● **Task brief**:
All of the data below is to be returned unaltered.

● **Data to process**:

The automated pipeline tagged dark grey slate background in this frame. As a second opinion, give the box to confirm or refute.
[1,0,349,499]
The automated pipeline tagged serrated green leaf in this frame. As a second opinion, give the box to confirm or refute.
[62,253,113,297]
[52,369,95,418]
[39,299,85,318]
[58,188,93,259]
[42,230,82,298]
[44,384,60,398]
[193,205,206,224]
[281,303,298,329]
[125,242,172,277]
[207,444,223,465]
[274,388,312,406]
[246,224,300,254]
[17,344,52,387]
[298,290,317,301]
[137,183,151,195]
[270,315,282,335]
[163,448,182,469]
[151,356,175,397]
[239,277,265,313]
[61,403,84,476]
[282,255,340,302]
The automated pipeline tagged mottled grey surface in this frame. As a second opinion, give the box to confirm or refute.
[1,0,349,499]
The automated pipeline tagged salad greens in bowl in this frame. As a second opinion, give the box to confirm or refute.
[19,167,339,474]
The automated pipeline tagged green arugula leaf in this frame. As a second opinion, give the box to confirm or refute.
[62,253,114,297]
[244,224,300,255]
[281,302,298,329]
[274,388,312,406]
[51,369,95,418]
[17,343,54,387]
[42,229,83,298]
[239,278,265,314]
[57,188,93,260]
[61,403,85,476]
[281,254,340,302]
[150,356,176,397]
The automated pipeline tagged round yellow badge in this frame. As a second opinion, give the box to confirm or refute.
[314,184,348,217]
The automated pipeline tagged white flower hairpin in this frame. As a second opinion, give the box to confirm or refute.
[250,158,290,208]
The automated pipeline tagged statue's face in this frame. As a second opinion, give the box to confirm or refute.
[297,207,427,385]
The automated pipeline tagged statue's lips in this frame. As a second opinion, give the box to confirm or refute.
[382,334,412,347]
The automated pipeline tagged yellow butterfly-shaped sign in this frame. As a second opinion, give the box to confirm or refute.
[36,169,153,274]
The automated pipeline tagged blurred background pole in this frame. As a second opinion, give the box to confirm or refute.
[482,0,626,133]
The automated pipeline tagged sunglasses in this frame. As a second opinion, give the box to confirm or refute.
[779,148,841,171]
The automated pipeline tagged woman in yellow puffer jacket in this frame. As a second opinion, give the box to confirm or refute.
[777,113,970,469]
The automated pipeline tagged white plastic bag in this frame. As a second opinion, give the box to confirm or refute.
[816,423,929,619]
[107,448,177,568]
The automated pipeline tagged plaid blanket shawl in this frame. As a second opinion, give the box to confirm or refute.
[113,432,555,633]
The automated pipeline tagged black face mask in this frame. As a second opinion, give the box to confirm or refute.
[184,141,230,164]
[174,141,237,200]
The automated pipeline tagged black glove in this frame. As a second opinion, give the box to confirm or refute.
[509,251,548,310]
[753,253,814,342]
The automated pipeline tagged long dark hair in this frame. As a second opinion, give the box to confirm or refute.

● **Task output**:
The automated pipeline tagged dark grey slate background in this frame. As a second opinion, give the box to confirm or refute.
[1,0,349,499]
The automated pipeline tagged serrated green leaf in this frame. As a second opinion, give the box to confirm or refute.
[62,253,113,297]
[52,369,95,418]
[39,299,85,318]
[58,188,93,259]
[42,230,82,298]
[44,384,60,398]
[193,205,206,224]
[281,303,298,329]
[125,242,172,277]
[207,444,223,465]
[274,388,312,406]
[246,224,300,254]
[17,344,52,387]
[298,290,317,301]
[137,183,151,195]
[270,315,282,335]
[163,448,182,469]
[151,356,175,397]
[239,277,265,313]
[61,403,84,476]
[282,255,340,302]
The automated pipeline tagged mottled grey surface in this frame. As a second opinion, give the box to confirm or refute.
[1,0,349,499]
The automated pipeline tagged salad greens in bowl in this frame. As a second opinion, give the box to confirm or refute.
[19,167,339,474]
The automated pipeline tagged green arugula leaf in this frame. As a second opinion, give the box to confirm or refute.
[62,253,114,297]
[244,224,300,255]
[281,302,298,329]
[274,388,312,406]
[51,369,95,418]
[17,343,54,387]
[42,229,83,298]
[239,278,265,314]
[57,188,93,260]
[61,403,85,476]
[281,254,340,302]
[150,356,176,397]
The automated pipeline tagged round yellow badge in this frame. As a second opinion, give the box to confirm or refute.
[314,184,348,217]
The automated pipeline tagged white flower hairpin in this frame. As a second opinion, give the box to confirm or refute.
[250,158,290,208]
The automated pipeline tagged statue's face in this frame. As a second opinion, give the box to confirm or refute.
[297,207,427,385]
The automated pipeline tagged statue's lips in this frame. As a second opinion, give the box to confirm or refute.
[382,334,412,347]
The automated pipeline tagged yellow butterfly-shaped sign in this frame. As a second opinion, give the box to confirm or refute.
[36,169,153,274]
The automated pipeline tagged blurred background pole in this frame. As a second opinion, give the box to confirm or refute.
[482,0,626,133]
The automated pipeline tagged sunglasses in this frame. As a second opinion, give the box to confirm or refute.
[779,148,841,171]
The automated pipeline tagged woman in yellow puffer jacket in this frame. As a second opinion, give the box to confirm or refute.
[777,113,970,469]
The automated pipeline tagged white plastic bag in this frame. As a second opinion, give the box to confirm or refute.
[816,423,929,619]
[107,448,177,568]
The automated pipeline tagged plaid blanket shawl in this frame. As a second opinion, give the box to confirm or refute.
[113,432,555,633]
The automated pipeline tagged black face mask in this frame. As a second opinion, give the box to confirm or refute.
[184,141,230,164]
[174,141,237,200]
The automated pipeline tagged black glove in this frame. As a second opinion, give the box to confirm or refute.
[509,251,548,310]
[753,253,814,342]
The automated pipeline tagged long dark hair in this frame. As a second opinion, give the box to confirm or refute.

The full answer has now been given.